— Begin SUPPLIED RECORDS —

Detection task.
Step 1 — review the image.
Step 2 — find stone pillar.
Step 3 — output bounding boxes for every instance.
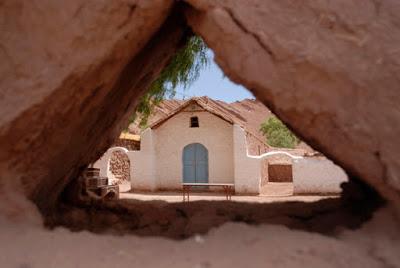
[128,128,157,191]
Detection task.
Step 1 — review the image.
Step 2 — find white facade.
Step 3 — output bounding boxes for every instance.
[293,157,348,194]
[128,110,260,193]
[95,103,347,194]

— End SUPPLIED RECORDS —

### STATED GOAL
Reproduce these rows word for word, leaving out the pictures.

### WORKED ANSWER
Detection task.
Step 1 — review the image.
Step 2 — find stone pillar.
Step 3 — output bounding boxes for every instance.
[128,128,157,191]
Detection task.
Step 1 — review the image.
Step 2 — find white facade.
Step 3 — output bounding boxes for every instance.
[293,157,348,194]
[128,110,260,193]
[95,103,347,194]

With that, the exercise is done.